Task to complete ::
Reproduce every line of the data below, starting at the line containing "the wooden base" and continuing down to the very end of the data, with each line kept identical.

(Pointing dataset excerpts)
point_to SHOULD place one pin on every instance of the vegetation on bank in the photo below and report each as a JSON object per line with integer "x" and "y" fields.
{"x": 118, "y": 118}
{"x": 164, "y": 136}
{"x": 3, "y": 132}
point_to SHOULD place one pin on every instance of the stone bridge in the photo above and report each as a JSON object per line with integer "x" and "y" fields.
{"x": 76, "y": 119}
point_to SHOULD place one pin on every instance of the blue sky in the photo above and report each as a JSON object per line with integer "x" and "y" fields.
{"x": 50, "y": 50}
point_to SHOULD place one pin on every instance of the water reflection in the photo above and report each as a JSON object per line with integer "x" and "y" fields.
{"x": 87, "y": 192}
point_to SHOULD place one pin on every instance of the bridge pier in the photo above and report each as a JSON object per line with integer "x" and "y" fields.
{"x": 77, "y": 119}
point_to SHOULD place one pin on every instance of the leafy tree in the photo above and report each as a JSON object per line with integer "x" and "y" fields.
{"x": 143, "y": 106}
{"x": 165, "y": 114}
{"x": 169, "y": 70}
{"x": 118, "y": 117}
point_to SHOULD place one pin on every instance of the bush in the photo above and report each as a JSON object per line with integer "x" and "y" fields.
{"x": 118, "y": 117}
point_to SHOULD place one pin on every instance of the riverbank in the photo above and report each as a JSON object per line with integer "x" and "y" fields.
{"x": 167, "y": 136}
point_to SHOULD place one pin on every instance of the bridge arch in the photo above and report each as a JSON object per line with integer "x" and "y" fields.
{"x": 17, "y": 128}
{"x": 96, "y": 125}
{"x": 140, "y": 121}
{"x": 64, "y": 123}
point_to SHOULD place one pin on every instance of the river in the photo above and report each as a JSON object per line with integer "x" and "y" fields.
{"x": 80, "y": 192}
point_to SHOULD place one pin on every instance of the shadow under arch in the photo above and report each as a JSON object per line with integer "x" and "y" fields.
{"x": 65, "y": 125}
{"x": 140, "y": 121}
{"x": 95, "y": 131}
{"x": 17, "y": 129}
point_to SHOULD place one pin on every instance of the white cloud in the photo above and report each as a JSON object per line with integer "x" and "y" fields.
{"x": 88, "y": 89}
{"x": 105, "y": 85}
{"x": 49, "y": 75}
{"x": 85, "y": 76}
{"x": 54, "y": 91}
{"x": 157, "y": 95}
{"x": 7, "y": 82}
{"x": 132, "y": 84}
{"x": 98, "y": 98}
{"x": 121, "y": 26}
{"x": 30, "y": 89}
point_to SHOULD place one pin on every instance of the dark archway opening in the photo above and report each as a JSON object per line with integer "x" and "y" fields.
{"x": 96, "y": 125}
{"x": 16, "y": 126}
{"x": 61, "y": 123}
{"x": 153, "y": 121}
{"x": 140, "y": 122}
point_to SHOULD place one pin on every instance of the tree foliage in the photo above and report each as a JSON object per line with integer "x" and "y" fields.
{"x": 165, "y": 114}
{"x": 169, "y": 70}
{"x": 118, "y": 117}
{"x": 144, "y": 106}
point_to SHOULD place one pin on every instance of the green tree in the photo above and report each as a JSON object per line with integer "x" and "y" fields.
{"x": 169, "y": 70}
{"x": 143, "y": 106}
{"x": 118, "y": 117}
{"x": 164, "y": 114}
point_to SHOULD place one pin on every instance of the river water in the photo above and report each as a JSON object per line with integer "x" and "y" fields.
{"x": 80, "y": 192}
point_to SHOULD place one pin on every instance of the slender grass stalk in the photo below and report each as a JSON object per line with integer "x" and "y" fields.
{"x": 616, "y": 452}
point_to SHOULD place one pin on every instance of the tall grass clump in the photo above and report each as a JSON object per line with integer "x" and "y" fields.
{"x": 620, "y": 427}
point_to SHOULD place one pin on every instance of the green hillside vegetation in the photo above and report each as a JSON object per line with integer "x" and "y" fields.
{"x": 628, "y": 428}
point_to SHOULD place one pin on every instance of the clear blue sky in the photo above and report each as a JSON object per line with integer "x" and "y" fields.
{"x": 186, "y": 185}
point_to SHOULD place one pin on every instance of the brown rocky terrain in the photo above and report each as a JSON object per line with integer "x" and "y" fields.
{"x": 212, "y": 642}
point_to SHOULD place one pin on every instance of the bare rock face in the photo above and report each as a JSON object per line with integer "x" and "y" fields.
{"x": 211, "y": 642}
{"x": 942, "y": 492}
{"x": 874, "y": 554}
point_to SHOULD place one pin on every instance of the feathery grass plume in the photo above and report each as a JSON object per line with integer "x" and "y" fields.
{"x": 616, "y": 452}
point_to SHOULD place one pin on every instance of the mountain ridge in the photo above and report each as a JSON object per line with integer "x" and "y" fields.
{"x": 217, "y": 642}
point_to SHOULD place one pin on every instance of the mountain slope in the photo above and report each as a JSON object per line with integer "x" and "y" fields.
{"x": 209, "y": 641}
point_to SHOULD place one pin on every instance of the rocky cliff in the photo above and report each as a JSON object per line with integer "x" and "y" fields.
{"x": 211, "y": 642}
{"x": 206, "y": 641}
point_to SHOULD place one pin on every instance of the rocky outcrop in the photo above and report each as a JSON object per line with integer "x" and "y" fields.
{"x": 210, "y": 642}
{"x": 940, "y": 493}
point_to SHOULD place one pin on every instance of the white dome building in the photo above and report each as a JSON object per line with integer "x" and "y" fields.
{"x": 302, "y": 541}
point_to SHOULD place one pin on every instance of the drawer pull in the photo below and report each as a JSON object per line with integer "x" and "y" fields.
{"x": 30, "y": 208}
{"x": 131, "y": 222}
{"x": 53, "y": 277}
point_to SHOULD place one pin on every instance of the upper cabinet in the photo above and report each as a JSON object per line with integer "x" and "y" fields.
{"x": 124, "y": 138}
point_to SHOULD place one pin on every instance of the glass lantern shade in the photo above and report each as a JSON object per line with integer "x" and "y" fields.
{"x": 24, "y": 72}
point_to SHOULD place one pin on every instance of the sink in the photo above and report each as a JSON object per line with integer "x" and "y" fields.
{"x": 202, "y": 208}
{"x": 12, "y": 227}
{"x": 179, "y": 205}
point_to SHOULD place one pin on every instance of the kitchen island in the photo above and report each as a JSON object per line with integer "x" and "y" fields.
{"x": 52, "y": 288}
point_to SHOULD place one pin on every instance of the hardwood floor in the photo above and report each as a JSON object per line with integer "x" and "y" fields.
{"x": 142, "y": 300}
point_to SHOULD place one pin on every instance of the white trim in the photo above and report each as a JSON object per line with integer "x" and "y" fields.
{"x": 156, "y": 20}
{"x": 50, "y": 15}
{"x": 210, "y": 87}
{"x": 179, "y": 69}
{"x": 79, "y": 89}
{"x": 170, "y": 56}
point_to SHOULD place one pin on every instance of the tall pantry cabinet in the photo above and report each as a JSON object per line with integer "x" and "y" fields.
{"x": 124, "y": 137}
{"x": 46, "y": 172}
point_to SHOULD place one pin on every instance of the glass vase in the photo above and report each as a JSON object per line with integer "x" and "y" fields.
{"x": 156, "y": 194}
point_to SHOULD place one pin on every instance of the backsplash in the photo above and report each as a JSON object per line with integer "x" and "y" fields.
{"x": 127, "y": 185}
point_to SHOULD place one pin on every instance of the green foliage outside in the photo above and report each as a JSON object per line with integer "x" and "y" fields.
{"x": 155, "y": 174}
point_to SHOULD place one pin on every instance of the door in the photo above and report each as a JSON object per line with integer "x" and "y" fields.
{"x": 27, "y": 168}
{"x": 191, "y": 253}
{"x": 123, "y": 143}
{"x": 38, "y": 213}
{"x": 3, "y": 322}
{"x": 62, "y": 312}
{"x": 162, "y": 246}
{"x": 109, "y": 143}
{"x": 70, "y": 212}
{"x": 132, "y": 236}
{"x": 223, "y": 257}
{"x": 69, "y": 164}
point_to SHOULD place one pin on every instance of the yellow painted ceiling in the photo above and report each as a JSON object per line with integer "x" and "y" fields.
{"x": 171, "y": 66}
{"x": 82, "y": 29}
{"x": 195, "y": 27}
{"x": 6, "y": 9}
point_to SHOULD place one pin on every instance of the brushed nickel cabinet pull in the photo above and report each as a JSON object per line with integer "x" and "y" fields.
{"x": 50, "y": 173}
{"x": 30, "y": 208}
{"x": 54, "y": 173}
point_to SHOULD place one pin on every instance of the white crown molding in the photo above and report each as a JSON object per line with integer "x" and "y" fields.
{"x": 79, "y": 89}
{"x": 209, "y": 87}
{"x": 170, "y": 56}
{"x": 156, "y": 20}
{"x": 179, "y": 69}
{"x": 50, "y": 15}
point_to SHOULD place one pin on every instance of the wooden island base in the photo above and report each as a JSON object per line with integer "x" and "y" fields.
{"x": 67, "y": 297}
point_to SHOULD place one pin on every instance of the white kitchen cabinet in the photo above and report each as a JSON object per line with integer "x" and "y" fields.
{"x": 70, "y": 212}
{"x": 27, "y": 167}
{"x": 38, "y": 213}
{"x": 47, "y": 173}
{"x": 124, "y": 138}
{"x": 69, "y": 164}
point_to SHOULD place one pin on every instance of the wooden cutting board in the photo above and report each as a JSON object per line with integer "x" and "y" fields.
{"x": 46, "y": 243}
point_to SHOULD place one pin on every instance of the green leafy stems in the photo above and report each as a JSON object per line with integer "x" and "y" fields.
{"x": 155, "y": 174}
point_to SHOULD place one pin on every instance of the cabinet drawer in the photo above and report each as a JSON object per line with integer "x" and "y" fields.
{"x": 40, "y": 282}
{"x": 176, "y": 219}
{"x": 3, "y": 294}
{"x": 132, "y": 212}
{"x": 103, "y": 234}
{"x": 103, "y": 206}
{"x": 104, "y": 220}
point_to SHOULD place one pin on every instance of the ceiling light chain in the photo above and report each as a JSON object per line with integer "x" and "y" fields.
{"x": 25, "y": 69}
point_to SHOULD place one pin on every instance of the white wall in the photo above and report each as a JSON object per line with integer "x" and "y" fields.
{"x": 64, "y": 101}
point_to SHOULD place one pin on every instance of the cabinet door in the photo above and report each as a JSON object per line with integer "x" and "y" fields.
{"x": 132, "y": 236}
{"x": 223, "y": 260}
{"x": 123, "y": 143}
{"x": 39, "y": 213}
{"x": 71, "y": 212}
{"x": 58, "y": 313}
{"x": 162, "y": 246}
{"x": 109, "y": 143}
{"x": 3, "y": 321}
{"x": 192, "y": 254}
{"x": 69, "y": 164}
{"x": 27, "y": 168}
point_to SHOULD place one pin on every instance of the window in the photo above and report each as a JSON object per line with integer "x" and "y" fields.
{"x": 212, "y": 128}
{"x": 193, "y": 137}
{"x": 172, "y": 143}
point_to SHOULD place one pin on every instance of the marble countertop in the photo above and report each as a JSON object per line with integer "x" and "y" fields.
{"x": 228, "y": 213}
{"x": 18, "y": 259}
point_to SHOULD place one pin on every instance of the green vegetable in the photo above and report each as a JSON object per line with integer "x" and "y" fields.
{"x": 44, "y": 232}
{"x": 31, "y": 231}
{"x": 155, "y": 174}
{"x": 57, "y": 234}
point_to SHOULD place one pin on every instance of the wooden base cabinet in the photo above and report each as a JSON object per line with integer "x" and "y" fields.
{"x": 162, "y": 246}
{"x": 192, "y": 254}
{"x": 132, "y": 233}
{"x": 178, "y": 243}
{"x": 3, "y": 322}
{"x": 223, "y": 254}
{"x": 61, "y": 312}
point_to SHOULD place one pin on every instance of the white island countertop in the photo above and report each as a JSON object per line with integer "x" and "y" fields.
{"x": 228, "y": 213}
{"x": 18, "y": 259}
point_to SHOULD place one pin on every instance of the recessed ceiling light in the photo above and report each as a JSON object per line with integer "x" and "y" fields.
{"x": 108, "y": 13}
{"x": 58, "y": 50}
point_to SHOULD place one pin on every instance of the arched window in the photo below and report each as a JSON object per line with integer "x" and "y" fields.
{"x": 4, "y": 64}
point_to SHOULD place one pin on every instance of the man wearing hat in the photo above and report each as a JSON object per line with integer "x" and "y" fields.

Exercise response ::
point_to SHOULD place one pin on every instance of the wooden base cabinet in the photo above and report each as a JSON object per line with integer "x" and "y" fields.
{"x": 162, "y": 246}
{"x": 192, "y": 254}
{"x": 132, "y": 233}
{"x": 178, "y": 243}
{"x": 3, "y": 322}
{"x": 223, "y": 254}
{"x": 61, "y": 312}
point_to SHOULD place one pin on every instance of the white island countertop in the photo above and report each as a JSON object per line with integer "x" and "y" fields.
{"x": 228, "y": 213}
{"x": 18, "y": 259}
point_to SHOULD place one pin on every instance of the recessed ceiling light in the photo above and report each as a JSON object per line with integer "x" and "y" fields.
{"x": 108, "y": 13}
{"x": 58, "y": 50}
point_to SHOULD place one pin on every instance of the arched window in the photo below and report each as a JSON object per line with integer "x" and "y" fields.
{"x": 4, "y": 64}
point_to SHOULD place one pin on every instance of the man wearing hat in the photo above and report each as a JSON object per line with integer "x" and "y" fields.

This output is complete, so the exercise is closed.